Work instructions
Substitute "Please" for every "Kindly" in the rows starting at the line that contains "on the green" and ending at the line that contains "point(79, 176)", and give back only those lines with nothing else changed.

Data supplied
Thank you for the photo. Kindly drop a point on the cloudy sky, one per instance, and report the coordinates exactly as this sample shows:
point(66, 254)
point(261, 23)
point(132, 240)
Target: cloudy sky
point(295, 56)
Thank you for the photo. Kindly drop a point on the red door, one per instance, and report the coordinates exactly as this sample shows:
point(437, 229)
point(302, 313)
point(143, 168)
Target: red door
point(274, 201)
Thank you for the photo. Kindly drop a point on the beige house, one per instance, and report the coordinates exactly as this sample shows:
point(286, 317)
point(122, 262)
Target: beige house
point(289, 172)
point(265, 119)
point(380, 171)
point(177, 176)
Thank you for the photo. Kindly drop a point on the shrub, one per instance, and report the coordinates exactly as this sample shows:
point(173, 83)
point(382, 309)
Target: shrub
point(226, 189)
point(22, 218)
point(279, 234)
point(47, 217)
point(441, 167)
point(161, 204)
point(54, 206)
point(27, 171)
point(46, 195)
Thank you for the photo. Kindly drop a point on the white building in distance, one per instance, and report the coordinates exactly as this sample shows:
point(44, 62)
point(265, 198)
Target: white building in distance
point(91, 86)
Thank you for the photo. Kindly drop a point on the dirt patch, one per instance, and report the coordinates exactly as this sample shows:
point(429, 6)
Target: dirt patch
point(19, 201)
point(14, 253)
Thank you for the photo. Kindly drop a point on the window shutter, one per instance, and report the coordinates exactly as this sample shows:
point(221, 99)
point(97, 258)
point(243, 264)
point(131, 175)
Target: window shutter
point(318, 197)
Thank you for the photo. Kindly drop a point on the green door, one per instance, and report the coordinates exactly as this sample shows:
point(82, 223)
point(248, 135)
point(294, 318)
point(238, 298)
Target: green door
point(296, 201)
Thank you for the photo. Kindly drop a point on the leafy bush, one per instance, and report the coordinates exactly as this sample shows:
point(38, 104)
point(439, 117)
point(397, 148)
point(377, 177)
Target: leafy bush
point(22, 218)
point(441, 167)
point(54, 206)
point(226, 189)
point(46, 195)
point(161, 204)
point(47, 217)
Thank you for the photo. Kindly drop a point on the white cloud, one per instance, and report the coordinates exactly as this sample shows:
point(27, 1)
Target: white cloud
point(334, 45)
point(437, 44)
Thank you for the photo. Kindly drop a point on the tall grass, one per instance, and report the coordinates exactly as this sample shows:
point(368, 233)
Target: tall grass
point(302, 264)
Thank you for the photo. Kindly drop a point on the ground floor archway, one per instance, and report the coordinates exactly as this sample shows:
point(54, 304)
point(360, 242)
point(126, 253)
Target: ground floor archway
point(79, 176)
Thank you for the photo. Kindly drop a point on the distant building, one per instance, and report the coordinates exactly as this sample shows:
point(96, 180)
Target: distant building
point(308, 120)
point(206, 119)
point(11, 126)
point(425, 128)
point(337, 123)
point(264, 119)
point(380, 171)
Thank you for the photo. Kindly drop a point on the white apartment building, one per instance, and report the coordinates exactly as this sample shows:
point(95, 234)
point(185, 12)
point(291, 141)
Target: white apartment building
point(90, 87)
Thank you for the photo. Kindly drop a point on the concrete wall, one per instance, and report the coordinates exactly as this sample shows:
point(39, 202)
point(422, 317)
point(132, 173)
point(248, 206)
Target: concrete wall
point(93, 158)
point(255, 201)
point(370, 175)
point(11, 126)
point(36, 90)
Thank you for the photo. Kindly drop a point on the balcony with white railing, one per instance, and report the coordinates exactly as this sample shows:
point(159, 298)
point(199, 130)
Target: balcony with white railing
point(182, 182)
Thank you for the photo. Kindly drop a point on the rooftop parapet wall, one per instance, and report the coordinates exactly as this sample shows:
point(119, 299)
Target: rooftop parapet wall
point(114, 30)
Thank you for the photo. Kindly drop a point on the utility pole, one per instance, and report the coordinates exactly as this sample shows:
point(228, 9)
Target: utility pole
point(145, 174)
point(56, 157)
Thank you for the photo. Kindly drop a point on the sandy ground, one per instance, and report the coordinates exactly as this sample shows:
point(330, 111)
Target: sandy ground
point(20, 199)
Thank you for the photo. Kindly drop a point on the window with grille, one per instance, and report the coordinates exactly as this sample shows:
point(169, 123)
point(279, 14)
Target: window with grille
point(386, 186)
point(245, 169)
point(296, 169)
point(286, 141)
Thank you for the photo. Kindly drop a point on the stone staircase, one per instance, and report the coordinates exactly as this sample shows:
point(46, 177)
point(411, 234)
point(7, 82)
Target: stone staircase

Exercise output
Thank you for the photo. Please drop a point on the green door, one per instance, and report the coordinates exactly as this sample shows:
point(82, 223)
point(248, 135)
point(294, 318)
point(238, 298)
Target: green door
point(296, 201)
Thank you for the photo. Please drop a point on the leafy bush, one per instance, and report the coordinates exactly as this sample shows:
point(38, 104)
point(439, 117)
point(397, 148)
point(377, 177)
Target: leafy bush
point(22, 218)
point(441, 167)
point(54, 206)
point(226, 189)
point(46, 195)
point(161, 204)
point(47, 217)
Thank you for the photo. Please drop a point on the white cloud, one per instance, and report the coordinates exactly as this sample shows:
point(27, 1)
Target: white cloud
point(334, 45)
point(437, 44)
Thank you for the photo. Please drop a point on the tall grass, one per instance, and report the coordinates exactly as this sample shows:
point(368, 233)
Target: tall grass
point(302, 264)
Thank you for the photo. Please drop a point on the ground floor archway, one per instance, and report the coordinates exactly as this sample shows:
point(54, 304)
point(360, 242)
point(126, 253)
Target: ground floor archway
point(79, 176)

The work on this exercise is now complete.